[[ MATERIALS PROVIDED, beginning ]]
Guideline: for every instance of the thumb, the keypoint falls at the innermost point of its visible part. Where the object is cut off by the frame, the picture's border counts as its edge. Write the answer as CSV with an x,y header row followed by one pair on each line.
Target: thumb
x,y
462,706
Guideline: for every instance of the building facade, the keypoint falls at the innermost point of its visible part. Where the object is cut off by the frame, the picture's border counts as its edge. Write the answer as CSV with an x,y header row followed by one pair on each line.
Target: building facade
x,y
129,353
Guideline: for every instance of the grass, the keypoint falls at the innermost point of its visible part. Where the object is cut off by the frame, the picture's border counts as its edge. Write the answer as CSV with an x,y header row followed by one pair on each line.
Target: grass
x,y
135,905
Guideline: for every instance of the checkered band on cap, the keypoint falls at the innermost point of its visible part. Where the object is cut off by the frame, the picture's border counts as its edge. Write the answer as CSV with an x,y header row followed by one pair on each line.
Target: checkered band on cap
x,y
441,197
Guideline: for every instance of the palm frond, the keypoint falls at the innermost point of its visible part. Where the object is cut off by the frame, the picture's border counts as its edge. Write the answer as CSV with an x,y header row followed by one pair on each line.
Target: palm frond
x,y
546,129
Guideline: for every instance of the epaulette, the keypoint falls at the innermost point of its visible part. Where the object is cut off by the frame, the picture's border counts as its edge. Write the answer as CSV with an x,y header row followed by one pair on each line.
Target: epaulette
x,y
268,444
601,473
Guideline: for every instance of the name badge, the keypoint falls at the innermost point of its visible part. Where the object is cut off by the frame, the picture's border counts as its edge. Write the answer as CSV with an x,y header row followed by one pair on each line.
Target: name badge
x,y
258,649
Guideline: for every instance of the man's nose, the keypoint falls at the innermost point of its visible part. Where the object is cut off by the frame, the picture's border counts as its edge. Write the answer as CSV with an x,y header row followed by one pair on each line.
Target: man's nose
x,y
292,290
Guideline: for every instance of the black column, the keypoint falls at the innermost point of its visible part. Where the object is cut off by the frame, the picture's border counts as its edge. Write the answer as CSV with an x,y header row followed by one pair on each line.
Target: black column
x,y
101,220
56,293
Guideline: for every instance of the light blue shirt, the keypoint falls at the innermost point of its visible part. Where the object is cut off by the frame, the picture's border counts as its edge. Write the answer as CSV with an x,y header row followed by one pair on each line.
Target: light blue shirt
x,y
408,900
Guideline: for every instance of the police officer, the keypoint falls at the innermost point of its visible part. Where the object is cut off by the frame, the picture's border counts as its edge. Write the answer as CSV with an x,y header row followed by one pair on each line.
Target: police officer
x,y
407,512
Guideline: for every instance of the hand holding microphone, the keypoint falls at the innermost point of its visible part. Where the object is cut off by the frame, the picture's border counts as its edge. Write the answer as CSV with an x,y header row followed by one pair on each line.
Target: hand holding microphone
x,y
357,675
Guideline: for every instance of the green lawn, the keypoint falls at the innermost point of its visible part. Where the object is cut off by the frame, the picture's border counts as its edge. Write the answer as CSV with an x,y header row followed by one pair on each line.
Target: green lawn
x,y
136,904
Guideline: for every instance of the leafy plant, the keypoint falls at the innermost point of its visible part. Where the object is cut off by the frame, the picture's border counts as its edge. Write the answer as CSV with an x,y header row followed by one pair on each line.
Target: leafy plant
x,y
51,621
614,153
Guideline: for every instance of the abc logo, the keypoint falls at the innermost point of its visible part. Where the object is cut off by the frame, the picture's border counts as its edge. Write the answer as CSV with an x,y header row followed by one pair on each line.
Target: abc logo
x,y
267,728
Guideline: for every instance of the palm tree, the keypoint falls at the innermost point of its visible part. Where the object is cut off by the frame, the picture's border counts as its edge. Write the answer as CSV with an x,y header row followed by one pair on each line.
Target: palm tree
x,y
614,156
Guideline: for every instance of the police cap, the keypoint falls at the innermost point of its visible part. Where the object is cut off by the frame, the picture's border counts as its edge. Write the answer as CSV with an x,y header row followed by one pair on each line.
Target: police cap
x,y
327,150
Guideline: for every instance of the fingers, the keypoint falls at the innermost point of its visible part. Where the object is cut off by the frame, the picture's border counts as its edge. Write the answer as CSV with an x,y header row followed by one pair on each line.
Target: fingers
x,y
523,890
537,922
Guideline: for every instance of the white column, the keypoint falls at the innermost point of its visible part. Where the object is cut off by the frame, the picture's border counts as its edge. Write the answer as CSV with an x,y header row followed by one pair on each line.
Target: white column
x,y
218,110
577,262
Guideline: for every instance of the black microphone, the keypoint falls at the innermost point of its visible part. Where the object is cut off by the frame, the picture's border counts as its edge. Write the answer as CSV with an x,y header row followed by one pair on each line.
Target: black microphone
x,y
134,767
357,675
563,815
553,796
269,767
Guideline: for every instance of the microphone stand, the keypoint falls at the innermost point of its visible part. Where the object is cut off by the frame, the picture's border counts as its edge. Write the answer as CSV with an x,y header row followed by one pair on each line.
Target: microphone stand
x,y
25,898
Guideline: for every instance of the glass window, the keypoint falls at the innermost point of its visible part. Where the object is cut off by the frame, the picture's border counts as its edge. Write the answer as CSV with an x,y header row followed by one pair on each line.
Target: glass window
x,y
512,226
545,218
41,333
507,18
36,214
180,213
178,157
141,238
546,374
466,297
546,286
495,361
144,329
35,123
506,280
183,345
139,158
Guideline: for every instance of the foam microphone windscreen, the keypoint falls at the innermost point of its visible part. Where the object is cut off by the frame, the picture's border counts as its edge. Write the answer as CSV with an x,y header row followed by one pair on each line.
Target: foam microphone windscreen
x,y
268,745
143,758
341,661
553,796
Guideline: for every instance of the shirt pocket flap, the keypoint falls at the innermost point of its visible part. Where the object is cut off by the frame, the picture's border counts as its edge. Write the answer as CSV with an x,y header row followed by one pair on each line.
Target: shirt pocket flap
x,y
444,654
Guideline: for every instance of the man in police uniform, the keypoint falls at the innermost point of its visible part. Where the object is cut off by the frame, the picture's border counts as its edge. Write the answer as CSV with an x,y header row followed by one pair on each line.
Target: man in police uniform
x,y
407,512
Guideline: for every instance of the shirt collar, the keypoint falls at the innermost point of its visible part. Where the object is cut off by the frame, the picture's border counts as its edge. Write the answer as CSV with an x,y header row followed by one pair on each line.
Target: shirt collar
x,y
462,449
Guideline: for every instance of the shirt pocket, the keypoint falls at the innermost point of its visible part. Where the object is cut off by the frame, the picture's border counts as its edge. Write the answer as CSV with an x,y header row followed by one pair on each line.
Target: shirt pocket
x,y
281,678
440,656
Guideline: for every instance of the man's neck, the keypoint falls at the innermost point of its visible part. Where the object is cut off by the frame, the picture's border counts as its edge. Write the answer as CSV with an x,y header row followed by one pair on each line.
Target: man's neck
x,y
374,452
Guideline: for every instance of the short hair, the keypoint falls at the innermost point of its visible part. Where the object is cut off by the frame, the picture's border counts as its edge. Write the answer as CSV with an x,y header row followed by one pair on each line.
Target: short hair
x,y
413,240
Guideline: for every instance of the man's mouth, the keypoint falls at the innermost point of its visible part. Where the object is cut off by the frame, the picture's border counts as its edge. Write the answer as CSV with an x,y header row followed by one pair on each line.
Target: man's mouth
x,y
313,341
[[ MATERIALS PROVIDED, end ]]
ACTIVITY:
Reproduce exactly the line bearing "Target: man's neck" and all the lines that come after it in the records above; add nothing.

SOLUTION FOR THIS TASK:
Target: man's neck
x,y
374,452
Guideline: for every instance of the short hair, the keypoint falls at the innermost point of its visible part. Where the object is cut off by the frame, the picture's border counts as its edge. Write the answer as CSV with an x,y header row followed by one pair on each line.
Target: short hair
x,y
413,240
Guideline: for every instance of the man's mouth, the keypoint falls at the innermost point of its visible part. Where the object is cut off by the frame, the picture's border counts as its edge. Write the answer as CSV with an x,y header row followed by one pair on each line.
Target: man's mouth
x,y
313,341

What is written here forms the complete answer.